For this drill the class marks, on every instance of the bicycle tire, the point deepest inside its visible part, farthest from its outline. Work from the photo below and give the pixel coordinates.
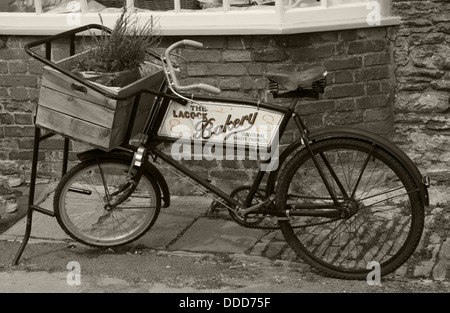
(87, 218)
(378, 219)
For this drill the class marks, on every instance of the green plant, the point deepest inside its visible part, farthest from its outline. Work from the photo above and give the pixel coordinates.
(124, 49)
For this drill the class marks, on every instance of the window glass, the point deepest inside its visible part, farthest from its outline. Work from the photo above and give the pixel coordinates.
(291, 4)
(166, 5)
(17, 6)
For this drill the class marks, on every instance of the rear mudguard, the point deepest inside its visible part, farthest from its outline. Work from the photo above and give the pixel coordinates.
(128, 156)
(356, 133)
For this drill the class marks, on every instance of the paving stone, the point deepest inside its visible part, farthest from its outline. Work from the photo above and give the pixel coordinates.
(217, 235)
(424, 269)
(442, 267)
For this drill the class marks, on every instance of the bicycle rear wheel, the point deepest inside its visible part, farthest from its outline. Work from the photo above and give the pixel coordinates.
(95, 204)
(383, 215)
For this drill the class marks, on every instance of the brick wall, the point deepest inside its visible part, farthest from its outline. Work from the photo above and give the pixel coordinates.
(360, 89)
(422, 102)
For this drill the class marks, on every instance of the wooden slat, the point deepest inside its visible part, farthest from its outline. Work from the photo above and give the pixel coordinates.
(73, 128)
(61, 83)
(78, 108)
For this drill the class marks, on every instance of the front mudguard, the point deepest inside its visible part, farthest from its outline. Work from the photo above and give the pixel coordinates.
(361, 134)
(128, 156)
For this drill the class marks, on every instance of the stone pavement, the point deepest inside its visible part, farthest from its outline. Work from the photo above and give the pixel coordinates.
(184, 226)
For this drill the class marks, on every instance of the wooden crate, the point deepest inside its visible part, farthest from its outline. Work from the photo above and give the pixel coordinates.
(91, 117)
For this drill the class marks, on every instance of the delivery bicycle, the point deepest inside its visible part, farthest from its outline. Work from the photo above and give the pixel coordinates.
(342, 197)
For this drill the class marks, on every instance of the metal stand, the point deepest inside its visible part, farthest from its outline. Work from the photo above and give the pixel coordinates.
(31, 207)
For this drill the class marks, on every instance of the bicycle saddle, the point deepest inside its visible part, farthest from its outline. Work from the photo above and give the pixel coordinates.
(293, 80)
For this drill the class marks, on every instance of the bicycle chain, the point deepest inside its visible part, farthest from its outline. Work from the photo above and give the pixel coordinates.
(206, 193)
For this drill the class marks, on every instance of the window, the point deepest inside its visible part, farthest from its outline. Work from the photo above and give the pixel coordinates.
(198, 17)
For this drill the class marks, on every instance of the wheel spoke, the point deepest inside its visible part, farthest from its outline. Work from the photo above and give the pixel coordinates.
(377, 220)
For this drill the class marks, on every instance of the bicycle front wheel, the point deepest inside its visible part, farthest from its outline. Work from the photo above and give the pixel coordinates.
(381, 215)
(96, 205)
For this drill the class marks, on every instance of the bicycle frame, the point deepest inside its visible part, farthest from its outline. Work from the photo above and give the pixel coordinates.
(289, 113)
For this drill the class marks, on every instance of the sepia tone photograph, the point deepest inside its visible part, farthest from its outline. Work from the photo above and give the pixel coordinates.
(225, 153)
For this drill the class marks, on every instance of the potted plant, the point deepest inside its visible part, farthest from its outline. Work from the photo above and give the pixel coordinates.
(115, 59)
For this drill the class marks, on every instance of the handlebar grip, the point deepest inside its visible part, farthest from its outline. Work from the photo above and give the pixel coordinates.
(192, 43)
(209, 88)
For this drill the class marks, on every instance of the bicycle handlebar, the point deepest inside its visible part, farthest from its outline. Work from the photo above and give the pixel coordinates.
(201, 86)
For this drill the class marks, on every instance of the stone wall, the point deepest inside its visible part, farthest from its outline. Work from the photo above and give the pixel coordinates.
(360, 89)
(422, 98)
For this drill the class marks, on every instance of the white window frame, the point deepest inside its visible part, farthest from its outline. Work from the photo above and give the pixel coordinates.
(276, 20)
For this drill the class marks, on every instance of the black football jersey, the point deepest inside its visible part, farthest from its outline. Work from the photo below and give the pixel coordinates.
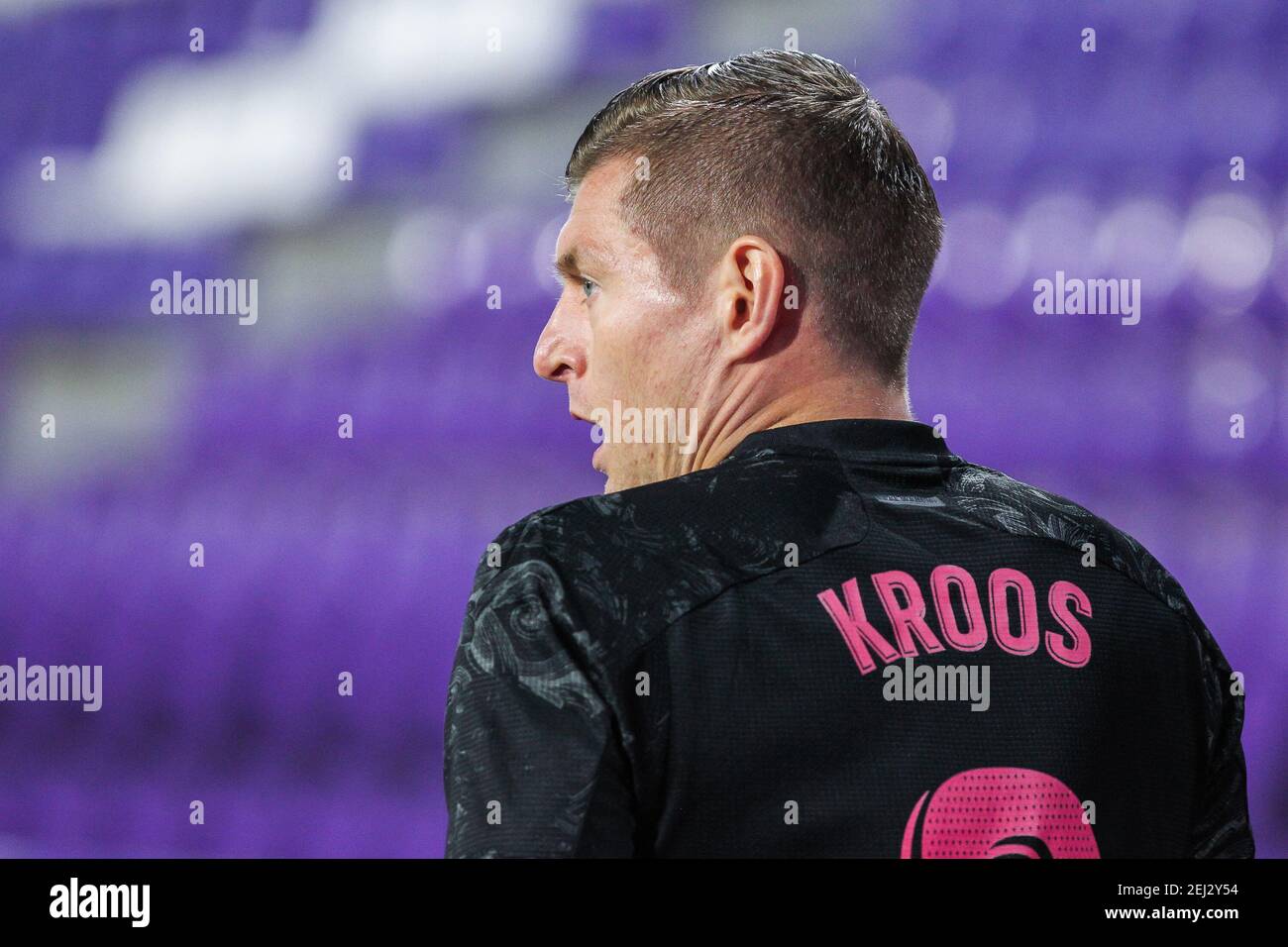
(842, 639)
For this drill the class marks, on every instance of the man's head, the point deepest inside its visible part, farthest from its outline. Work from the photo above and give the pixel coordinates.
(747, 241)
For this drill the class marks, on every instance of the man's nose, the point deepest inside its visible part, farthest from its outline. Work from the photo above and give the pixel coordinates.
(555, 357)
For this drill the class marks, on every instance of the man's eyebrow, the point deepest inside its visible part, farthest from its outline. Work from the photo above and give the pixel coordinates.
(567, 265)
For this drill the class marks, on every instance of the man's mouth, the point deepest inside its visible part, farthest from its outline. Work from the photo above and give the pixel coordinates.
(595, 458)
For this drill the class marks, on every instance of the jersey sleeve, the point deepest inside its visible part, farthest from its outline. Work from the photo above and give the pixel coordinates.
(533, 761)
(1222, 827)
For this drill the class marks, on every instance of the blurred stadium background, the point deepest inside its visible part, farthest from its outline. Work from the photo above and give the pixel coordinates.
(326, 556)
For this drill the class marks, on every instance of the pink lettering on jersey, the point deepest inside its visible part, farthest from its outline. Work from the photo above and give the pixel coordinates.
(1013, 620)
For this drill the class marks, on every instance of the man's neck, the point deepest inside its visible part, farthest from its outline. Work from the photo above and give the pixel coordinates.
(820, 401)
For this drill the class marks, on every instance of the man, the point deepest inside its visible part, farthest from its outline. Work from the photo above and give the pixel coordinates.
(797, 624)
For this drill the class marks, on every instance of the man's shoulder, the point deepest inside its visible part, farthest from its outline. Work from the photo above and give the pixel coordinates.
(640, 558)
(1022, 509)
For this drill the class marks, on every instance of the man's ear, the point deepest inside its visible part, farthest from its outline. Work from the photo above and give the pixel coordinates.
(750, 279)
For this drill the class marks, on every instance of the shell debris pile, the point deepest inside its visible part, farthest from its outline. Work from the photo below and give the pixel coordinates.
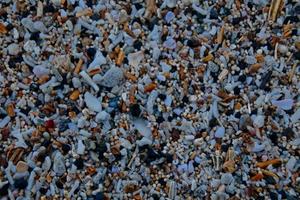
(155, 99)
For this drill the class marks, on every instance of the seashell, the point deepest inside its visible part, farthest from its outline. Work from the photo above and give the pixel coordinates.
(74, 95)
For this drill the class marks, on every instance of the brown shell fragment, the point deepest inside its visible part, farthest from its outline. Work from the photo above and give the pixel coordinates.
(207, 58)
(267, 163)
(130, 76)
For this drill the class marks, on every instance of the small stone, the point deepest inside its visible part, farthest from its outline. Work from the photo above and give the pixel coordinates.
(102, 116)
(134, 59)
(113, 77)
(80, 148)
(39, 26)
(226, 178)
(283, 49)
(40, 70)
(92, 102)
(170, 43)
(285, 104)
(50, 124)
(22, 167)
(13, 49)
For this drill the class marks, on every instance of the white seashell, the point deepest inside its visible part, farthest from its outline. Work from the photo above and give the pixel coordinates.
(98, 61)
(285, 104)
(59, 164)
(141, 126)
(259, 121)
(88, 79)
(134, 59)
(112, 77)
(291, 163)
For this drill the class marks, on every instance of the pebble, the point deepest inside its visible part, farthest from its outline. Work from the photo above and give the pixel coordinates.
(132, 99)
(92, 102)
(80, 148)
(113, 77)
(285, 104)
(226, 178)
(22, 167)
(13, 49)
(259, 121)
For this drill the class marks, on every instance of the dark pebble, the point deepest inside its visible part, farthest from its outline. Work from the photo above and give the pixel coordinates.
(79, 163)
(49, 123)
(236, 90)
(242, 78)
(273, 137)
(273, 195)
(59, 184)
(99, 196)
(213, 122)
(236, 20)
(160, 119)
(43, 190)
(270, 180)
(291, 19)
(214, 13)
(242, 65)
(297, 55)
(66, 148)
(289, 133)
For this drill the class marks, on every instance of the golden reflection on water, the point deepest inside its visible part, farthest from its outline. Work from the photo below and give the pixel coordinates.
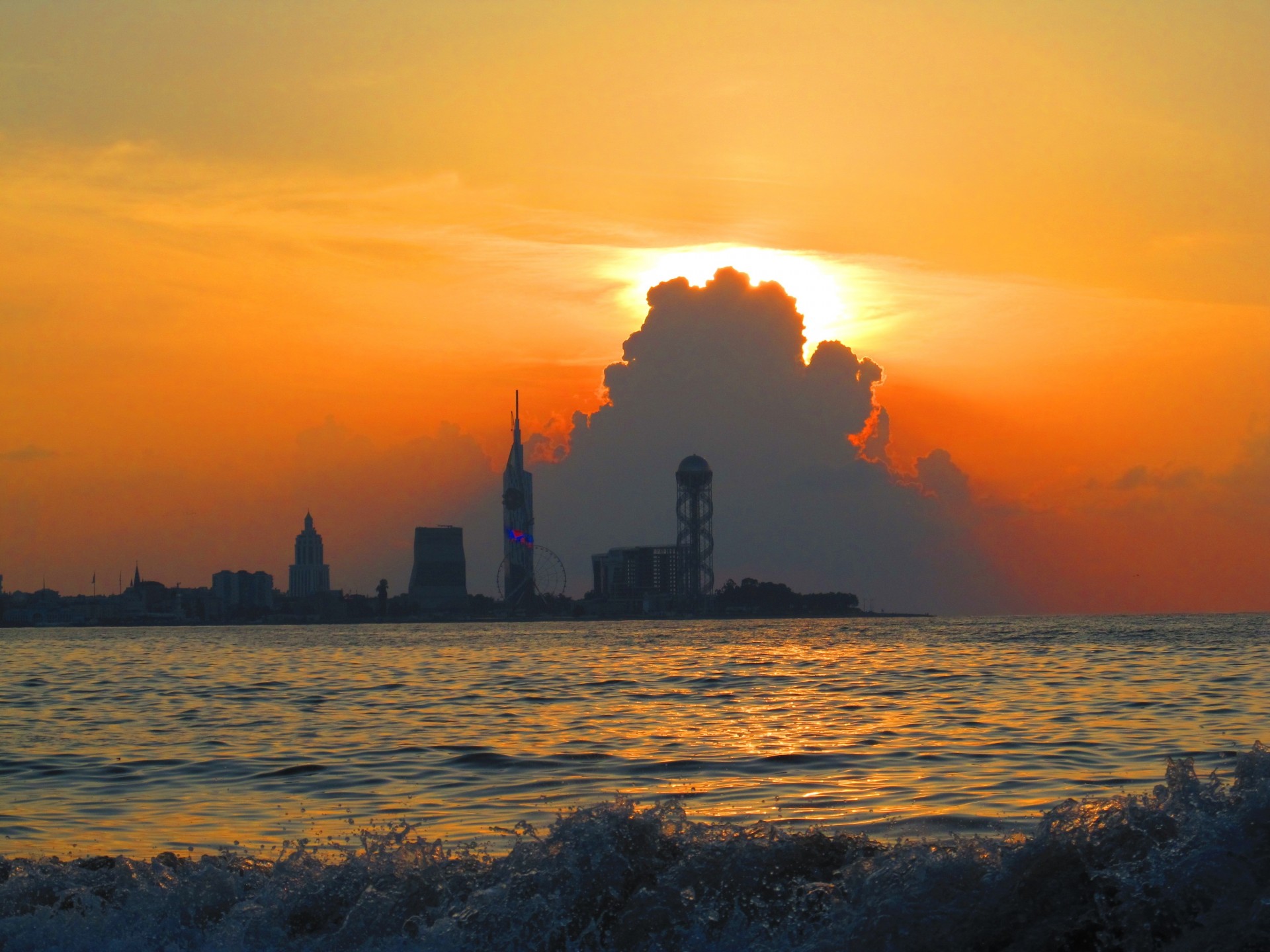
(161, 739)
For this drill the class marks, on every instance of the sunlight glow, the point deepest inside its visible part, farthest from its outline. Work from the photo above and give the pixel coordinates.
(825, 298)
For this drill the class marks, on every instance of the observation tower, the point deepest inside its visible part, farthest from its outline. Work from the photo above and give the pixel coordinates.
(694, 510)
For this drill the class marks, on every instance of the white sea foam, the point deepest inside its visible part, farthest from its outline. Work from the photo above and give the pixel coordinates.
(1183, 867)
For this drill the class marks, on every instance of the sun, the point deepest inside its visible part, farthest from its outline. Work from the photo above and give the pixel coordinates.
(824, 298)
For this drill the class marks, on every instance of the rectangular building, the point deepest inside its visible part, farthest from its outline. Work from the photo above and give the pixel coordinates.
(636, 571)
(243, 589)
(440, 575)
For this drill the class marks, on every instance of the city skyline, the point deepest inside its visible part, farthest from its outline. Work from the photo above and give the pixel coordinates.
(294, 274)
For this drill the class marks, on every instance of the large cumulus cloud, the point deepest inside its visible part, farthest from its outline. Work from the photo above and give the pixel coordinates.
(719, 371)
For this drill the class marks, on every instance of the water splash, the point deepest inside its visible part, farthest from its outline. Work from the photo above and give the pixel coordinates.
(1183, 867)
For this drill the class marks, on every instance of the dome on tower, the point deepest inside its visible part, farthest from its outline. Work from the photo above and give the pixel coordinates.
(694, 463)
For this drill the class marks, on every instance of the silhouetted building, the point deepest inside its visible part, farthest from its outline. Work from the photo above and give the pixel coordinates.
(244, 589)
(517, 521)
(440, 573)
(694, 513)
(636, 571)
(310, 575)
(656, 578)
(149, 596)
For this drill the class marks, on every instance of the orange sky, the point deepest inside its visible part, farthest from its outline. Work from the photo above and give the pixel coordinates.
(224, 225)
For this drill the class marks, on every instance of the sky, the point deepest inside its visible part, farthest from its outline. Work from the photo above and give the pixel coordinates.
(266, 258)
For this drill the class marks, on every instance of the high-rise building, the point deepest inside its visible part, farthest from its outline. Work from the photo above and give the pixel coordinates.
(517, 520)
(440, 574)
(636, 571)
(694, 510)
(310, 575)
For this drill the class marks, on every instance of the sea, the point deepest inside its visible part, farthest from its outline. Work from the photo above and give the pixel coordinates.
(636, 785)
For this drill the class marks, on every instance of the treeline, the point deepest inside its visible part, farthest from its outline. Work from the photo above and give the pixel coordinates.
(778, 598)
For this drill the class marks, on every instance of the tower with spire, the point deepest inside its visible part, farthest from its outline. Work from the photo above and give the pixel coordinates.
(310, 575)
(517, 517)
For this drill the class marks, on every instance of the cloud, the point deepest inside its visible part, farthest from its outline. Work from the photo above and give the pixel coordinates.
(719, 371)
(27, 454)
(1144, 477)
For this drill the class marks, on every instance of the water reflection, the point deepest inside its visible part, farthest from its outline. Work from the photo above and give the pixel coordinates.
(159, 739)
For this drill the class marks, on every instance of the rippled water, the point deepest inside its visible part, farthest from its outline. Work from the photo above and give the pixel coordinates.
(139, 740)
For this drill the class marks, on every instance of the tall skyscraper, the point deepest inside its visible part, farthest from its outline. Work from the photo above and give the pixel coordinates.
(310, 575)
(517, 520)
(694, 513)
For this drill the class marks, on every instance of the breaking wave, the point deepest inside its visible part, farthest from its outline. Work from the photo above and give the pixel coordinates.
(1183, 867)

# # #

» **Aim**
Can you rewrite the entries from the line containing "man's head, the" down to the line containing "(1022, 509)", both included, with "jersey" changed to "shirt" and nothing else altered?

» **Exercise answer**
For this drill the class marks, on every instance of the man's head, the point deepest inside its visible part, farthest from its outline. Work from the photo above and give the pixel coordinates.
(747, 241)
For this drill the class marks, on every instance of the man's nose, the point deepest inside its visible part, farthest from its outline. Work from the photo above and give the pixel coordinates.
(555, 357)
For this drill the class marks, on every instance of the man's eyebrow, the point deepest inside its visible part, farthest from its outline. Work from the photo above and give the pixel coordinates.
(567, 265)
For this drill the class marks, on every instance of the man's mouth, the point deepest inside its visible part, farthest from its outline. Work from the photo above and give the pixel coordinates.
(595, 458)
For this drill the class marks, on every instance of the shirt sleeve, the point deepest inside its visible part, farthest from its outline. Work from the photo above and give the pixel coordinates.
(533, 761)
(1222, 827)
For this drill the class marks, on every instance of the blurred stadium background, the point deepest inside its visible part, farthest from its outline. Work from the photo above and give the pixel coordinates.
(326, 556)
For this drill the class marks, on every instance of the pink lettering on shirt, the point deepest inside its visible part, farthest from its outline. Work from the photo above and give the pixel coordinates.
(1013, 620)
For this drill the class marks, on every instance of the man's neck, the point deepest inside its visible part, farthest from its outline. Work from the photo above and give the pixel coordinates.
(820, 401)
For this drill the class marks, on every instance of the man, the point deepest inside its visible part, farthest from its outline. Work from the photo above and give the pixel coordinates.
(797, 624)
For this drill the class marks, on every instance of the man's shoulder, the point deepest inside its visible part, farthest from its outline. Work from the photo above and give the pixel coordinates.
(640, 558)
(1022, 509)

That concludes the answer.